### What to do
Give only the number of lines in the records below that contain the string "white". Treat uppercase and lowercase letters as different.

### Rows from a dataset
···
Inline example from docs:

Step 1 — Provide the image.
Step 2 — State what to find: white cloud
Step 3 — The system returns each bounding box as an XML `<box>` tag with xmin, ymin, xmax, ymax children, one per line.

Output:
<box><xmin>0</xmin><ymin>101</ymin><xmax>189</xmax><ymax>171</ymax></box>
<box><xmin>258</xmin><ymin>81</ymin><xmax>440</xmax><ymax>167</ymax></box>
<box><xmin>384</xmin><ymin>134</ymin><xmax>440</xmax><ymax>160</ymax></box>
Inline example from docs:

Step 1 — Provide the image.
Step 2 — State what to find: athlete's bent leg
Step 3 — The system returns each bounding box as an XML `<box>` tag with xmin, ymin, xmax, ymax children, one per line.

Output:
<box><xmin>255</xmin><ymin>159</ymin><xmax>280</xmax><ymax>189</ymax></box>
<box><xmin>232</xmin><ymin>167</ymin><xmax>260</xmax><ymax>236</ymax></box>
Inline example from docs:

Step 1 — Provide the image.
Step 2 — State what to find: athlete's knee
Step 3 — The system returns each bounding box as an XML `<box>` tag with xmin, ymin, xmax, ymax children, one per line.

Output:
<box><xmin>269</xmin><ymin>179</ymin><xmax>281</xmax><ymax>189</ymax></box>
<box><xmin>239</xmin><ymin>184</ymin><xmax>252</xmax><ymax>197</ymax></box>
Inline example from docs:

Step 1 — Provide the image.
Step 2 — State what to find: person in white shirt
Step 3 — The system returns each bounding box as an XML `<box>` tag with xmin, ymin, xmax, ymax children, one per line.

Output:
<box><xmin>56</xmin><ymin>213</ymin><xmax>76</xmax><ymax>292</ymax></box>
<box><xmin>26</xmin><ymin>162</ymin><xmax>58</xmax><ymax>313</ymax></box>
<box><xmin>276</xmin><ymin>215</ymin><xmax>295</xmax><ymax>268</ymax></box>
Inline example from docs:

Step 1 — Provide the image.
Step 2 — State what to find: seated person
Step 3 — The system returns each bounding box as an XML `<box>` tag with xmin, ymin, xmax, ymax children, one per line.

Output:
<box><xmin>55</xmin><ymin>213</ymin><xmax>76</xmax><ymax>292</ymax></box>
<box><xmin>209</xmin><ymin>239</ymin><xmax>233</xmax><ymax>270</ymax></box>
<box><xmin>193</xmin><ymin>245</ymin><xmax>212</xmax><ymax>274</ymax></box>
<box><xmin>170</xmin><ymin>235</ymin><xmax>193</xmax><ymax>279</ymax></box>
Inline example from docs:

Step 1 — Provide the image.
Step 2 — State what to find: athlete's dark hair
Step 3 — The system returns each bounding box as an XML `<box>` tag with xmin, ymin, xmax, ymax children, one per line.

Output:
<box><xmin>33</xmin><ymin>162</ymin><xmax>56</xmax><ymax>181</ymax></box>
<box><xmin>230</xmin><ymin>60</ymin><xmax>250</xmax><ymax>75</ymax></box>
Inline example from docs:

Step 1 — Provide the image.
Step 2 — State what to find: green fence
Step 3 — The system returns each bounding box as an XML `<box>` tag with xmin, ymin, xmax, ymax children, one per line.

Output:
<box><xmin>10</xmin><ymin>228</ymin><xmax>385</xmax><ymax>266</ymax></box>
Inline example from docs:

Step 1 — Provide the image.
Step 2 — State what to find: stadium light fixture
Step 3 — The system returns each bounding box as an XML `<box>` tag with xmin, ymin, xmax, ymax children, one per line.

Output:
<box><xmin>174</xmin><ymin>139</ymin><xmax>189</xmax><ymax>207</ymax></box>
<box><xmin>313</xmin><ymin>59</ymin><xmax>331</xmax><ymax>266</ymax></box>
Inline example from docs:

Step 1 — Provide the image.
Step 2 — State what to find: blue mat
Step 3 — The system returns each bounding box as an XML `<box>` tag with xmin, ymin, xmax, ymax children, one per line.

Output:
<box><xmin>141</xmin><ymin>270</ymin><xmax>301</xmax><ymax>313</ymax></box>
···
### Task result
2